§ Passage given
============

I assigned my preservice teachers at University of Portland the task of using Learnist to design a document based question that would eventually become part of a class-produced DBQ iBook collection. DBQ assignment here. More samples of student-designed DBQs here.
I’ve asked them to reflect on the assignment and invited them to guest post on my blog. Here is Visions of Freedom: The American Revolution - a DBQ designed by Collin Soderberg-Chase. This DBQ presents multiple "views of freedom" viewed through the "lenses" of differing perspectives held during American revolutionary era. The essential question examines what factors influence one's vision of freedom.
You can find Collin's posts on our class blog.
By the end of the DBQ, readers would have investigated views of freedom between the colonists and the British government, military officers and laymen, and slaves and freemen.
This DBQ explored slavery and the American Revolutionary War through various visions of freedom that existed during the mid- to late-1700s. The idea for this project came from the understanding that oftentimes only one voice is heard in history. That approach, however, does not take into account the full narrative of the time and provides a false reality of important historical events. As a result, the purpose of this project was to provide readers an opportunity to look at central documents in a different light, while at the same time offering a chance to explore documents that may not take a dominant role in many studies of the American Revolution. By the end of the DBQ, readers would have investigated views of freedom between the colonists and the British government, military officers and laymen, and slaves and freemen, building content depth and providing the means to explore many unfamiliar corners of this important event in American history.
Even though the main essential question revolved around what influences visions of freedom, there were many other generative questions that were incorporated into my project.
- How does individual identity change during times of revolution?
- How does the political atmosphere of a time change social understandings?
- What are the motivating factors that lead one to revolt against authority?
- How do people express their distrust and discontent towards authority?
Because these questions permit the reader to investigate multiple horizons of possibilities, this project fits perfectly into many course and state standard requirements.
In the end, I feel like this DBQ completed my goals to introduce different visions of freedom to the American Revolution story. What I really enjoyed about this process is that it forced me to think deeply about every document that I wanted to add to the project. In order for readers to successfully complete the DBQ, the documents and order needed to be coherent and accessible. This thinking exercise now can be easily translated into the classroom, which I foresee as a priceless skill when I begin to introduce students to primary documents.

============

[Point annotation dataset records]
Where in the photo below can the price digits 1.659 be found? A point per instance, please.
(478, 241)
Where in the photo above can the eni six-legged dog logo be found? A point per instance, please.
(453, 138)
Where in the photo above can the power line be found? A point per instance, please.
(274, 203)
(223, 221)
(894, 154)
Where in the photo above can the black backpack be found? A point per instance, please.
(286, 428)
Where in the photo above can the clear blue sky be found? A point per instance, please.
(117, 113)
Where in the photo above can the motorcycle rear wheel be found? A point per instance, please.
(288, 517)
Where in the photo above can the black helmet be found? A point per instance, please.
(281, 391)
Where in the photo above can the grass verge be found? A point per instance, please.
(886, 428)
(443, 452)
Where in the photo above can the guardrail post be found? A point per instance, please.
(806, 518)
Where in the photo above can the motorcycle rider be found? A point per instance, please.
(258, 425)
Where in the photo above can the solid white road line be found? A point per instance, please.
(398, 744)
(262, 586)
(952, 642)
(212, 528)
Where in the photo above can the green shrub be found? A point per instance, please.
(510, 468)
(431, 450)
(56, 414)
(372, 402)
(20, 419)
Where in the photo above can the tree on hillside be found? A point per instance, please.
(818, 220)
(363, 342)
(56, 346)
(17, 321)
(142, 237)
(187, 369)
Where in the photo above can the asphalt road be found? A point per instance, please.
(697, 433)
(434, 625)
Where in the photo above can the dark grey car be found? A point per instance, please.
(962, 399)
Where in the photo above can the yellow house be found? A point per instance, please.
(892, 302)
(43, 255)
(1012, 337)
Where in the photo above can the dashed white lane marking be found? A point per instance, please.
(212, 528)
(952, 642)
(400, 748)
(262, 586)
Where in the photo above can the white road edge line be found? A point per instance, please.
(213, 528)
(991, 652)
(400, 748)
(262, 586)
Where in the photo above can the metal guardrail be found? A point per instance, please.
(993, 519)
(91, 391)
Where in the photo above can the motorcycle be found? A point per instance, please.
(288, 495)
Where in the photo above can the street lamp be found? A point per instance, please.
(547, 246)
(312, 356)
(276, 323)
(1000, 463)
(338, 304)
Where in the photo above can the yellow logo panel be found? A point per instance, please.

============

§ Given task 1
Sum up the post about the Visions of Freedom DBQ in two sentences.
§ Given task 2
Please pick up the post about the Visions of Freedom DBQ after its last sentence and write a continuation.
You won't need the lines to do any of this.

§ Final answer 1
Preservice teachers at the University of Portland used Learnist to design document based questions, and Collin Soderberg-Chase's DBQ, Visions of Freedom: The American Revolution, examines what factors influence one's vision of freedom by comparing the views of colonists and the British government, military officers and laymen, and slaves and freemen. The designer's reflection says the project met the goal of introducing different visions of freedom to the American Revolution story and forced deep thinking about every document, a skill expected to be priceless when introducing students to primary documents.

§ Final answer 2
Image credit: Illustration for Phillis Wheatley Poems on Various Subjects Wikipedia
Two of my University of Portland pre-service teachers showcase their online DBQ “Propaganda of the American Suffrage Movement, c. 1910-1920.” This DBQ is designed to encourage students to think critically about the American suffrage movement propaganda. The generative questions are: “How do images express biases?” and “How are political, social, and economic factors presented?” Heather Treanor and Cory Cassanova also reflects on the experience of designing DBQs.
One of my University of Portland pre-service teachers showcases his online DBQ “Image and Emotion – WWII Propaganda Posters.” Five propaganda themes are explored through parallel sets of posters from US and Axis power. Aram Glick also reflects on the experience of designing DBQs.
Two of my University of Portland pre-service teachers showcases their online DBQ “1950s Red Scare.” Videos, posters and documents use a media lens to consider “How does a nation develop such an intense fear and enemy, creating mass hysteria?” Christina Steiner and Kristi Convissor also reflect on the experience of designing DBQs.
While planning my history methods course, I approached the museum with a simple question – “What could you do with a dozen unpaid curriculum consultants?” And so our partnership began – my pre-service history teachers working with professionals at the museum to develop educational material to support their collection. I wanted my student so experience project-based learning from the perspective of the learner in the hopes that they would someday incorporate that approach into their teaching.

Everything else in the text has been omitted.